Segmentation annotation records |
——————
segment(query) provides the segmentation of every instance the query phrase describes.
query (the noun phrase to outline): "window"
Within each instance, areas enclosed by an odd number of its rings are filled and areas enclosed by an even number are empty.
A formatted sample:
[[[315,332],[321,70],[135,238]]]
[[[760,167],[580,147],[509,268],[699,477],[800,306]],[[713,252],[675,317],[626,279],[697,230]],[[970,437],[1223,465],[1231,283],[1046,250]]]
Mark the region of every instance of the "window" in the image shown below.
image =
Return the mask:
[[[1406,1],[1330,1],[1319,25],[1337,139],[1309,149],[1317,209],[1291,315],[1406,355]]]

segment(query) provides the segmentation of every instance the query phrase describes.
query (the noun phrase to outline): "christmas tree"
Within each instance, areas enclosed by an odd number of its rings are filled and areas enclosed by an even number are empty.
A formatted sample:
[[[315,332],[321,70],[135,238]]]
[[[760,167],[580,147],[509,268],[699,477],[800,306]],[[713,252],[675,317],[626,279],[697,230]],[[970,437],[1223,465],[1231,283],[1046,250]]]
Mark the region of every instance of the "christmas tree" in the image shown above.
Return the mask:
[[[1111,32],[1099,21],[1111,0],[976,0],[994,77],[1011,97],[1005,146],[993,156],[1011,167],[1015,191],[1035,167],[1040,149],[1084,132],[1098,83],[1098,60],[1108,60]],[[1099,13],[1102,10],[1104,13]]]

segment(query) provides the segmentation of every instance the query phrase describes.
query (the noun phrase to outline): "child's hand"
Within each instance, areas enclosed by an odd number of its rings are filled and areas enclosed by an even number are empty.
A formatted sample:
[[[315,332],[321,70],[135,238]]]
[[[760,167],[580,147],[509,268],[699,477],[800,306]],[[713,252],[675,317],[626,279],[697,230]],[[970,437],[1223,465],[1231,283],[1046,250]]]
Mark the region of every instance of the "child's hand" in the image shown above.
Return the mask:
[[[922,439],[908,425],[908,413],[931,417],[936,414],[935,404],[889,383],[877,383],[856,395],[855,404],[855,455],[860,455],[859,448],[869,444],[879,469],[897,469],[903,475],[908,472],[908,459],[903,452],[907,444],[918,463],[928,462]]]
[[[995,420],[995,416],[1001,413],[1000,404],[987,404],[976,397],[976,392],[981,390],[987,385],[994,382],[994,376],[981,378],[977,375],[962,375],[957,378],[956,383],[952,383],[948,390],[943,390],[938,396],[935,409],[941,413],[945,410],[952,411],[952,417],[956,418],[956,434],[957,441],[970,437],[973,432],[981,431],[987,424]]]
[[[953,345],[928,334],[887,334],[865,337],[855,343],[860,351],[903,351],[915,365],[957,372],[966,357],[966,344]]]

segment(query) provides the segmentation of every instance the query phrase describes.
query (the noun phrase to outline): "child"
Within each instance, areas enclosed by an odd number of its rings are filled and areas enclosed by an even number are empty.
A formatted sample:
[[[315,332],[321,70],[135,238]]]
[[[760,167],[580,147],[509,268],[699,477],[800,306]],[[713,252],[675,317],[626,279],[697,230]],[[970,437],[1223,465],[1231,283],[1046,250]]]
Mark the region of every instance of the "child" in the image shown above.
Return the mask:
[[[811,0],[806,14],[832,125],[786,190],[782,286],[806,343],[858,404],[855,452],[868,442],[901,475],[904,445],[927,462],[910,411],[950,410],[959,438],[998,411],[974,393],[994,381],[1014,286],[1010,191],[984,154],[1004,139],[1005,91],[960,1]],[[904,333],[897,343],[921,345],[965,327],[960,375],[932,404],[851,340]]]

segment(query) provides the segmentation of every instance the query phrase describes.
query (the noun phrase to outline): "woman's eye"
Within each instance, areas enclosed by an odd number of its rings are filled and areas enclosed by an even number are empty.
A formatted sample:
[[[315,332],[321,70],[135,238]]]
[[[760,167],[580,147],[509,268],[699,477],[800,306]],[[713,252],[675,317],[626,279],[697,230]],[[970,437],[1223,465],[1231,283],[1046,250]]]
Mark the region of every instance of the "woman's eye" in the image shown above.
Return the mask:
——————
TASK TO CARRY OUT | Set down the entries above again, word for word.

FINISHED ANSWER |
segment(query) provides the segmentation of every instance the query phrase describes.
query (the noun phrase to outline): "window"
Within each instance, areas enclosed by an odd number of its rings are filled and areas enclosed by an even number are empty.
A formatted sample:
[[[315,332],[321,70],[135,238]]]
[[[760,167],[580,147],[509,268],[699,477],[800,306]],[[713,252],[675,317],[626,279],[697,230]],[[970,437],[1223,465],[1231,283],[1046,250]]]
Mark the region of every instance of the "window" in the image shown below.
image =
Return the mask:
[[[1406,1],[1330,1],[1319,25],[1337,139],[1309,149],[1317,209],[1291,315],[1406,355]]]

segment(query) provides the segmentation of every instance the query phrase describes.
query (the noun phrase to outline): "christmas tree"
Within each instance, areas enclosed by an odd number of its rings are filled and areas enclosed by an even number are empty.
A formatted sample:
[[[315,332],[321,70],[135,238]]]
[[[760,167],[580,147],[509,268],[699,477],[800,306]],[[713,252],[675,317],[626,279],[697,230]],[[970,437],[1223,465],[1231,283],[1046,250]]]
Mark the region of every instance of the "christmas tree" in the image shown above.
Return the mask:
[[[1111,32],[1099,21],[1111,0],[976,0],[994,77],[1011,97],[1005,146],[993,156],[1011,167],[1015,191],[1035,167],[1040,149],[1084,132],[1098,83],[1098,60],[1108,60]],[[1099,13],[1102,10],[1104,13]]]

segment(query) provides the segmentation of every instance the query phrase describes.
query (the noun phrase to outline): "child's hand"
Within each instance, areas enclosed by an odd number of its rings are filled and areas enclosed by an even number are empty.
A formatted sample:
[[[315,332],[321,70],[135,238]]]
[[[760,167],[580,147],[509,268],[699,477],[800,306]],[[713,252],[675,317],[626,279],[697,230]],[[970,437],[1223,465],[1231,283],[1046,250]]]
Mark the region of every instance of the "child's hand" in the image shown above.
Return the mask:
[[[922,439],[908,425],[908,413],[931,417],[936,414],[935,404],[889,383],[877,383],[856,395],[855,404],[855,455],[860,455],[859,448],[869,444],[879,469],[897,469],[903,475],[908,472],[908,459],[903,452],[907,444],[918,463],[928,462]]]
[[[995,420],[995,416],[1001,413],[1000,404],[987,404],[976,397],[976,392],[981,390],[987,385],[994,382],[994,376],[981,378],[977,375],[962,375],[957,378],[956,383],[952,383],[948,390],[943,390],[938,396],[935,409],[941,413],[945,410],[952,411],[952,417],[956,418],[956,434],[957,441],[970,437],[973,432],[981,431],[987,424]]]
[[[953,345],[928,334],[887,334],[865,337],[855,343],[860,351],[903,351],[915,365],[957,372],[966,357],[966,344]]]

segment(query) provides the segmentation of every instance the query phrase describes.
query (the noun phrase to outline): "child"
Within each instance, areas enclosed by an odd number of its rings are filled and areas enclosed by an even number are empty.
A formatted sample:
[[[315,332],[321,70],[135,238]]]
[[[760,167],[580,147],[509,268],[699,477],[800,306]],[[713,252],[675,317],[626,279],[697,230]],[[970,437],[1223,465],[1231,283],[1046,250]]]
Mark the region of every instance of the "child" in the image shown above.
Return the mask:
[[[811,0],[806,14],[832,125],[786,190],[782,286],[806,343],[858,404],[855,452],[868,442],[901,475],[904,445],[927,462],[910,411],[950,410],[959,438],[998,411],[974,393],[994,381],[1014,286],[1010,191],[984,154],[1004,139],[1005,91],[960,1]],[[904,333],[897,343],[921,345],[965,327],[960,375],[932,404],[851,340]]]

segment(query) provides the segmentation of every instance the query phrase describes.
query (the noun phrase to outline): "woman's eye"
Within each instance, areas enclosed by an odd number of its rings are filled and areas enclosed by an even number are empty.
A formatted sample:
[[[315,332],[321,70],[135,238]]]
[[[760,167],[580,147],[509,268],[699,477],[800,306]],[[713,252],[675,317],[626,279],[697,230]],[[970,437],[1223,465],[1231,283],[1046,250]]]
Mark the region of every instance of the "woman's eye" in the image shown above.
Return the mask:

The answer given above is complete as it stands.